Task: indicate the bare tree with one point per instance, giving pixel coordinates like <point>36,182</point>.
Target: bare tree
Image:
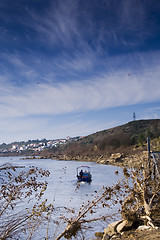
<point>21,206</point>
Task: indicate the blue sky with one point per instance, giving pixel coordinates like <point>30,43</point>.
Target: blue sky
<point>75,67</point>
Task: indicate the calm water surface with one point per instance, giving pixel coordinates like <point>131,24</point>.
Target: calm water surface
<point>62,181</point>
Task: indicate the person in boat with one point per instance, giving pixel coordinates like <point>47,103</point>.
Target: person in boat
<point>81,174</point>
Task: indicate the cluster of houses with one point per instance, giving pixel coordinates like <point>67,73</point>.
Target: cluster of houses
<point>37,146</point>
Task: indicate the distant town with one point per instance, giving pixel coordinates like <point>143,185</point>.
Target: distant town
<point>35,145</point>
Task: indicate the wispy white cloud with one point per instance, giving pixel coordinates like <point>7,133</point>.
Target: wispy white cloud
<point>103,91</point>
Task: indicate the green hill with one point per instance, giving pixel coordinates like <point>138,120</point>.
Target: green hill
<point>121,138</point>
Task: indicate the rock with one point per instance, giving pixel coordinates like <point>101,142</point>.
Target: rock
<point>116,156</point>
<point>143,227</point>
<point>123,226</point>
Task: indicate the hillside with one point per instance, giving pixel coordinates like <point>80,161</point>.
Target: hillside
<point>118,139</point>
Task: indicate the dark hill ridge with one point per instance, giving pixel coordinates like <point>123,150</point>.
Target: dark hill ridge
<point>115,139</point>
<point>131,128</point>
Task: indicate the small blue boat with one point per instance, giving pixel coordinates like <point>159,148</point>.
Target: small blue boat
<point>83,174</point>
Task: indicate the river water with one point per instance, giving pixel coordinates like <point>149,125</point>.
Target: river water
<point>62,182</point>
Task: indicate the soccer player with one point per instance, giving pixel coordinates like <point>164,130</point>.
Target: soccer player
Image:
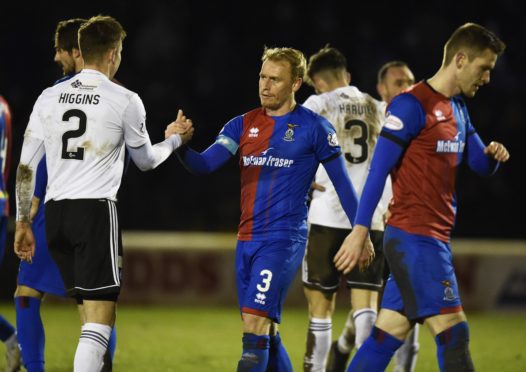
<point>426,135</point>
<point>8,334</point>
<point>357,118</point>
<point>82,124</point>
<point>280,146</point>
<point>42,275</point>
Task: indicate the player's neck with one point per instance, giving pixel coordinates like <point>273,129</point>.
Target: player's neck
<point>444,82</point>
<point>97,67</point>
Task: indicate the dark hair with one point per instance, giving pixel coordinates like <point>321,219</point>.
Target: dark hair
<point>383,70</point>
<point>98,35</point>
<point>475,39</point>
<point>326,59</point>
<point>66,34</point>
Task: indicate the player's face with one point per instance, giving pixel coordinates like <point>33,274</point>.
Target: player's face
<point>396,80</point>
<point>276,87</point>
<point>65,61</point>
<point>475,73</point>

EXERCISE DESCRIPTION =>
A verbatim copy of every entry above, with no pictures, is the expected output.

WRITTEN SOLUTION =>
Task: indicate the bare tree with one point per instance, giving pixel coordinates like <point>36,182</point>.
Target: bare tree
Image:
<point>21,206</point>
Task: indicate the blue sky with one point per instance, giving pixel coordinates like <point>30,43</point>.
Target: blue sky
<point>75,67</point>
Task: indicate the calm water surface with one point per instance, giving pixel coordinates like <point>131,24</point>.
Target: calm water surface
<point>62,181</point>
Task: indicate the person in boat with one point per instance, giving pixel coordinates like <point>47,103</point>.
Target: person in boat
<point>81,174</point>
Task: indicate the cluster of houses with one point per instance, giving pixel coordinates like <point>67,73</point>.
Target: cluster of houses
<point>37,146</point>
Task: indicate the distant town with one point per instance, giving pixel coordinates like <point>143,185</point>.
Target: distant town
<point>35,145</point>
Task: indicate the wispy white cloud with one point per instance, giving pixel coordinates like <point>7,133</point>.
Target: wispy white cloud
<point>103,91</point>
Task: indicate the green hill with one point per instance, giving pixel coordinates like <point>138,120</point>.
Target: green hill
<point>121,138</point>
Task: indicate the rock with one point per instance, giving pixel coordinates like <point>101,142</point>.
Target: rock
<point>116,156</point>
<point>143,227</point>
<point>123,226</point>
Task: indicate the hillside with one point per instance, giving pixel coordinates like <point>80,161</point>.
Target: hillside
<point>118,139</point>
Task: indicate the dark hill ridge with one point per instance, giving pixel coordinates like <point>123,150</point>.
Target: dark hill ridge
<point>115,139</point>
<point>131,128</point>
Task: indicate the small blue boat with one point per instance, giving pixel coordinates like <point>159,148</point>.
Target: small blue boat
<point>83,174</point>
Task: indicate the river water with one point per instance, giving pixel coordinates like <point>149,125</point>.
Target: river water
<point>62,182</point>
Task: indicate the soccer player with one point per instance, giving pixel coordinates like <point>164,130</point>.
Target: soccer player
Image:
<point>426,135</point>
<point>8,334</point>
<point>357,118</point>
<point>82,124</point>
<point>280,146</point>
<point>42,275</point>
Task: indicate the player's neck with one point per instance, giving pixel coordinates like <point>273,129</point>.
Target: player's neck
<point>444,82</point>
<point>97,67</point>
Task: indicate the dark hair with one point per instance, giving pixel coordinates like <point>321,219</point>.
Target: dark hair
<point>383,70</point>
<point>98,35</point>
<point>475,39</point>
<point>326,59</point>
<point>66,34</point>
Task: indicate the player's face with one point per instance, giving pixel coordinates like <point>33,274</point>.
Target: player's face
<point>396,80</point>
<point>276,87</point>
<point>65,61</point>
<point>475,73</point>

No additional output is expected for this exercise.